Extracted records
□ □ □ □ □

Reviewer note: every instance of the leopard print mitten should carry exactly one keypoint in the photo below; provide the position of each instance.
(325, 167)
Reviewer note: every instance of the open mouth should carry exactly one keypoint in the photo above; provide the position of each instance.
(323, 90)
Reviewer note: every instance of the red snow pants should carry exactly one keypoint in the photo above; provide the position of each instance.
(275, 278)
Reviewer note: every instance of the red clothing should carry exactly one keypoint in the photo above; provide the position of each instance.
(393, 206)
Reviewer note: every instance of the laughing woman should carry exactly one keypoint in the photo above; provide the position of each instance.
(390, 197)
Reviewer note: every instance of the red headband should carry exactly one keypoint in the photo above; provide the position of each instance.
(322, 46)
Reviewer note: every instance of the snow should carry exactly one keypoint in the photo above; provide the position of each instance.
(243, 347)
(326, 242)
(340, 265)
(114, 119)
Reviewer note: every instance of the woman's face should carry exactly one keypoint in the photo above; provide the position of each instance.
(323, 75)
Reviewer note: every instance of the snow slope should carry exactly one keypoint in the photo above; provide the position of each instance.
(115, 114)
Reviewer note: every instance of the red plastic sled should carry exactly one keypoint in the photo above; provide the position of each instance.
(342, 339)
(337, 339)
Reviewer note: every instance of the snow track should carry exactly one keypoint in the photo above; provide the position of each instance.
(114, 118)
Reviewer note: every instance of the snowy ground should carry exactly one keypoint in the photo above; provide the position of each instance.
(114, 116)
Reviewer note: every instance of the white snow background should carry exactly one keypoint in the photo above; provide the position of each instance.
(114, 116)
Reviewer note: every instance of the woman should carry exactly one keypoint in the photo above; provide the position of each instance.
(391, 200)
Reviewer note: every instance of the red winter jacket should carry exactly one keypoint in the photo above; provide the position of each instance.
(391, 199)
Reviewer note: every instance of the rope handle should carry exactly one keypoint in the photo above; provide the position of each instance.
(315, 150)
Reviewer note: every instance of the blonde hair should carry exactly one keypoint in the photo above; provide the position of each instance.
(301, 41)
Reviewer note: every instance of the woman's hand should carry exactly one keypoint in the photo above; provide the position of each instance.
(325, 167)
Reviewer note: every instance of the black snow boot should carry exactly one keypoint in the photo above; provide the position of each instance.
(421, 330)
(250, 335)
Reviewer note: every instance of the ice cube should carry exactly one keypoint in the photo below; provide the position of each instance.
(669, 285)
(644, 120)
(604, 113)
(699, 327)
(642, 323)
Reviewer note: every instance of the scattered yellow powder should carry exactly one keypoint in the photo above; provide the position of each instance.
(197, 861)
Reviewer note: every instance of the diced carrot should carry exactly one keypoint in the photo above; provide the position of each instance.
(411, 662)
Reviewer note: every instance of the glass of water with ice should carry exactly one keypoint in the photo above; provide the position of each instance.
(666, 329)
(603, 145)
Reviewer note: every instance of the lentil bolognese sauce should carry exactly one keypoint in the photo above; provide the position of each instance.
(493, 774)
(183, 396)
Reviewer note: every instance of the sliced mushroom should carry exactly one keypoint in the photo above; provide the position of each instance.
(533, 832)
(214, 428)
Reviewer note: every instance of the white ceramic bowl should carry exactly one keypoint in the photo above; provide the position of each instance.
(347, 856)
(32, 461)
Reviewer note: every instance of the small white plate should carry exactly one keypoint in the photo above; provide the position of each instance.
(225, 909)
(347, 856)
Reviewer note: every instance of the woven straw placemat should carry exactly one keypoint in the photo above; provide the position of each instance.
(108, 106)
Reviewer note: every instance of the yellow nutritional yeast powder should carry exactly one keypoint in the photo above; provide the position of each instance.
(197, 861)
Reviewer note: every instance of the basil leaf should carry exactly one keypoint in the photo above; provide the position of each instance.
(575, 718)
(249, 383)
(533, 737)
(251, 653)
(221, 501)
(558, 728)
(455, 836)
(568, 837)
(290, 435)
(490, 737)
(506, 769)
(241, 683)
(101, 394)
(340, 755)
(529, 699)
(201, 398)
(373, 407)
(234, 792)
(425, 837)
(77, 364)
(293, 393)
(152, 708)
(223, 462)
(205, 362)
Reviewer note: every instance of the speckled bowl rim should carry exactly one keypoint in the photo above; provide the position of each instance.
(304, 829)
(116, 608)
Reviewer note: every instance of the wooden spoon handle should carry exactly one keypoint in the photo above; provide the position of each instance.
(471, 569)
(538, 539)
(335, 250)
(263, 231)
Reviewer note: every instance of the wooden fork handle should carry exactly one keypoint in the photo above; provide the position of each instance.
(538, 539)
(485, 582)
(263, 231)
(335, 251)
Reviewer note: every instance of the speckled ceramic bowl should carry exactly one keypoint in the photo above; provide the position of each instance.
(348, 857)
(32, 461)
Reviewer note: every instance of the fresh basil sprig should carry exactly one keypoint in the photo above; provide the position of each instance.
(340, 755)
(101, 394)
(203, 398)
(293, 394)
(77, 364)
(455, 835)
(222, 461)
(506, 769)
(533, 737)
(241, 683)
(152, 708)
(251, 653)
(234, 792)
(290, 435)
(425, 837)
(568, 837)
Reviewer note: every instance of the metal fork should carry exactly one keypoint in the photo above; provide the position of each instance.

□ □ □ □ □

[Instructions to follow] Give back each line above precisely as it stands.

[Answer to the problem]
Reviewer note: every instance of the leopard print mitten should carry exactly one keypoint in the photo below; provide the position of each instance.
(325, 167)
Reviewer note: every instance of the open mouth should carry exactly one keypoint in the photo above; provide the position of each instance.
(323, 90)
Reviewer note: every instance of the red snow pants should carry exactly one keypoint in the photo above; provide the position of each instance.
(275, 278)
Reviewer note: every instance of the red clothing should carry exactly one keypoint in the photo above; provide the position of each instance.
(393, 206)
Reviewer note: every instance of the laughing woman should carry exactly one keypoint in the photo above; provide the position of each instance.
(390, 197)
Reviewer note: every instance of the red headband should carry exactly one keypoint in the photo above; provide the position of each instance.
(322, 46)
Reviewer note: every instance of the snow should carry exactly one keypoint in the photo above; provide the position of each instance.
(243, 347)
(326, 242)
(340, 265)
(114, 119)
Reviewer note: every instance of the woman's face should carry exactly one keypoint in the photo above; provide the position of each instance.
(323, 75)
Reviewer note: every instance of the snow slope should carry exactly one keypoint in the photo above; provide the position of each instance.
(115, 114)
Reviewer note: every instance of the red plastic sled should carry exactly one keypoint in the photo above; provide the position of each instance.
(342, 339)
(337, 339)
Reviewer note: every instance of the snow track should carry exactly one keypoint in the photo above; provide the position of each instance.
(114, 118)
Reviewer note: every instance of the snowy ground should carry exactly one keypoint in the photo above; provide the position of each instance.
(114, 116)
Reviewer note: every instance of the white snow background should carry exactly one keypoint in the photo above; provide the position of each instance.
(114, 116)
Reviewer note: every instance of the woman should carry exactly one keypoint in the photo above; provide the position of each instance.
(391, 200)
Reviewer note: every instance of the red winter jacket should carry exactly one keypoint in the photo above; provide the position of each instance.
(391, 199)
Reviewer note: every instance of the rope handle should carry exactly one keypoint in the photo above; provide the position of each instance.
(315, 150)
Reviewer note: every instance of the blonde hair should carry exactly one keypoint in the photo above; provide the position of each instance.
(301, 41)
Reviewer note: every instance of the woman's hand should carry exactly one keypoint in the photo above; provide the position of each instance.
(325, 167)
Reviewer note: every instance of the black snow boot should carry exactly one keypoint in the photo above; provide the position of each instance.
(421, 330)
(250, 335)
Reviewer note: every instance of the ice cube should carry exactly one keypoint in the photo below; provide the position of each instance.
(669, 285)
(644, 120)
(604, 113)
(699, 327)
(642, 323)
Reviewer note: every instance of the scattered yellow powder should carry exactly one keypoint in the photo above; provide the position of each instance.
(197, 861)
Reviewer note: every instance of the diced carrot should carry exactly one keypoint in the photo above; provide the position of each instance.
(411, 662)
Reviewer note: every instance of the glass of water with ice should carry exactly one keypoint in the photo above; provide the position of each instance.
(666, 329)
(603, 145)
Reviewer note: every instance of the lentil bolognese sauce should carry exactly one keypoint in the photo above; provide the position of each instance.
(493, 774)
(183, 396)
Reviewer note: every instance of the sliced mushroom should carry exactly one keypoint in the photo above; provide the position of each instance.
(533, 832)
(214, 428)
Reviewer note: every instance of the white ceramic bowl should carry exactly one keypoint in the photo above; provide the position of each instance.
(347, 856)
(32, 461)
Reviewer note: every instance of the small white plate should carry exactly one keypoint in the photo above; provide the position of each instance.
(225, 909)
(347, 856)
Reviewer note: every instance of the woven straw placemat should carry exactly one keypoint in the photo above; provide the position of each instance.
(108, 106)
Reviewer note: every instance of the yellow nutritional yeast powder should carry exactly one keypoint in the photo above; provide the position of each instance.
(197, 861)
Reviewer note: every instance of the basil leaf should carry exactly one keypoint in the photo above; provide the position of each instance.
(575, 718)
(249, 383)
(533, 737)
(251, 653)
(221, 501)
(558, 728)
(455, 836)
(568, 837)
(290, 435)
(490, 737)
(506, 769)
(241, 683)
(101, 394)
(340, 755)
(529, 699)
(201, 398)
(373, 407)
(234, 792)
(425, 837)
(77, 364)
(293, 393)
(152, 708)
(223, 462)
(205, 362)
Reviewer note: every instance of the speckled bowl rim should carry exactly one keypoint in the photo above; provide the position of each instance.
(304, 829)
(116, 608)
Reviewer note: every instance of the wooden spoon handle should carry exactly one keypoint in the photo above; provide the position of each instance.
(471, 569)
(538, 539)
(335, 250)
(263, 231)
Reviewer note: every instance of the wooden fork handle should carry exactly one keypoint in the photo above; provide the position of each instance.
(538, 539)
(485, 582)
(263, 231)
(335, 251)
Reviewer note: every instance of the speckled ceramic bowl should carry exactly one keypoint in the photo above; provide the position of each instance.
(348, 857)
(32, 461)
Reviewer note: every instance of the fresh basil sprig should carry exactly one keypoint in the photo above; provide the position of each instance.
(340, 755)
(101, 394)
(203, 398)
(293, 394)
(77, 364)
(455, 835)
(222, 461)
(506, 769)
(533, 737)
(241, 683)
(152, 708)
(251, 653)
(234, 792)
(290, 435)
(425, 837)
(568, 837)
Reviewer note: every instance of the metal fork should carry exactly one keypoint in the photo above; provide the position of each instance.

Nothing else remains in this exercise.